Отредактируйте текст о кинопленке: приведите заново всё от «Помимо всего этого» и до «для него и для нас фильм.», поставив «романтического ореола» вместо «романтического флера».

▶ Текст для чтения
--

Помимо всего этого романтического флера, который окутывает пленку и превращает ее в тотем, пленка — это физическая первооснова кино. Изображение на ней особенное — обладает иной тактильностью, чувственностью, материальностью. Плюс есть большой пласт фильмов, которые по-прежнему доступны только на пленке. Реставрация фильмов, дигитализация классики, которая выходит в повторный прокат на DCP, — это хорошая история. Тем не менее есть множество картин, которые до сих пор не отреставрированы. И это важные фильмы для прошлого, будущего и настоящего кино. Как, например, «Мамочка и шлюха» Жана Эсташа, которую мы привезли. Или как «Мать и сын» Александра Сокурова — важнейший для него и для нас фильм.

Наша пленочная программа, надо сказать, делается с большим трудом. Когда связываешься с пленкой в эпоху DCP и онлайн-трансферов, то сталкиваешься с другой, уже непривычной логистикой и эргономикой, вообще с другим пониманием того, что такое кинопоказ и связанный с ним труд.

— Это еще и недешево.

--

▶ Фрагмент набора данных
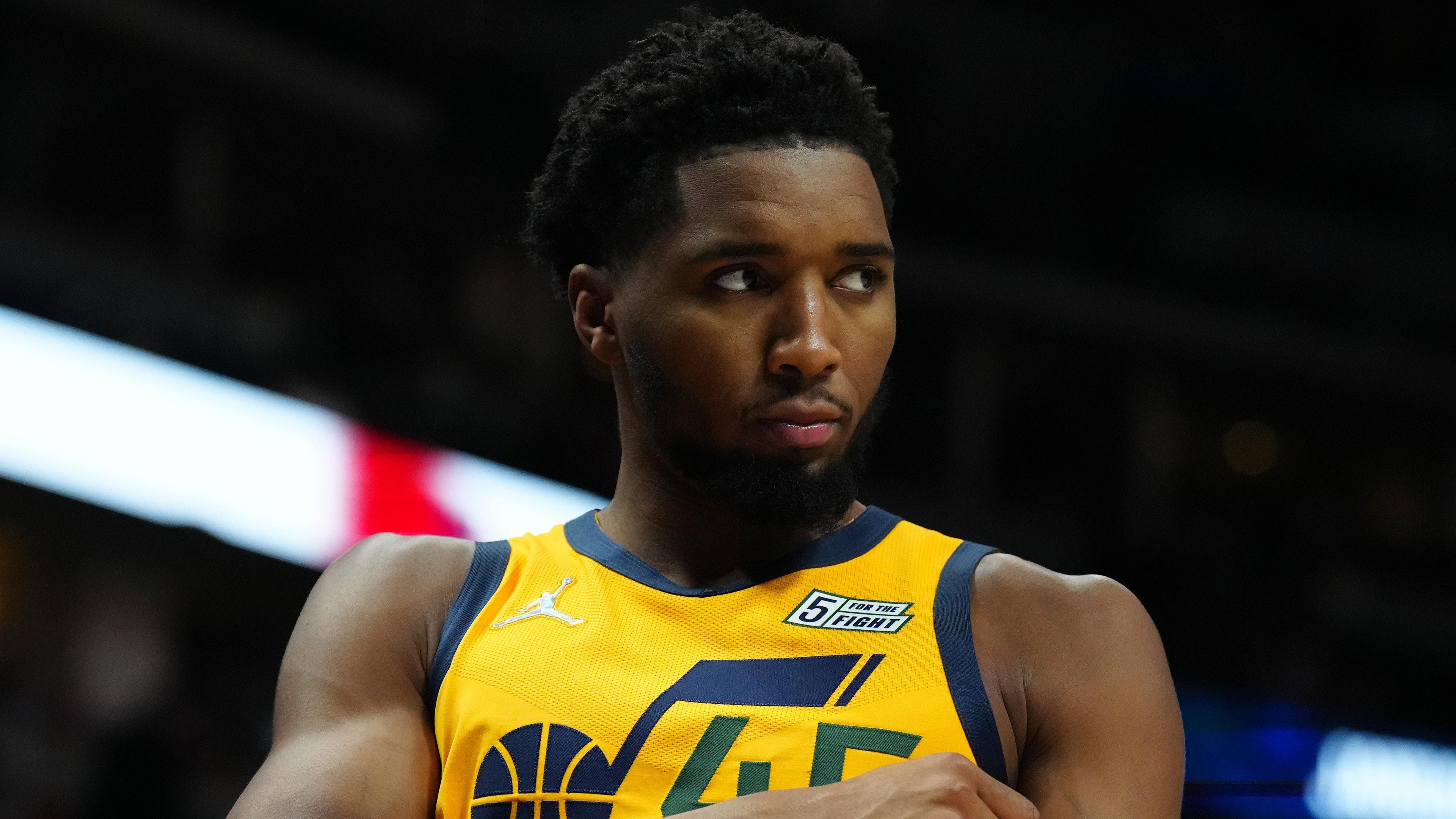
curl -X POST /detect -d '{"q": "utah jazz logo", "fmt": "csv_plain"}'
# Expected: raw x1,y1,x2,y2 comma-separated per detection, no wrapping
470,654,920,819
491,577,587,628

--

▶ Ответ
Помимо всего этого романтического ореола, который окутывает пленку и превращает ее в тотем, пленка — это физическая первооснова кино. Изображение на ней особенное — обладает иной тактильностью, чувственностью, материальностью. Плюс есть большой пласт фильмов, которые по-прежнему доступны только на пленке. Реставрация фильмов, дигитализация классики, которая выходит в повторный прокат на DCP, — это хорошая история. Тем не менее есть множество картин, которые до сих пор не отреставрированы. И это важные фильмы для прошлого, будущего и настоящего кино. Как, например, «Мамочка и шлюха» Жана Эсташа, которую мы привезли. Или как «Мать и сын» Александра Сокурова — важнейший для него и для нас фильм.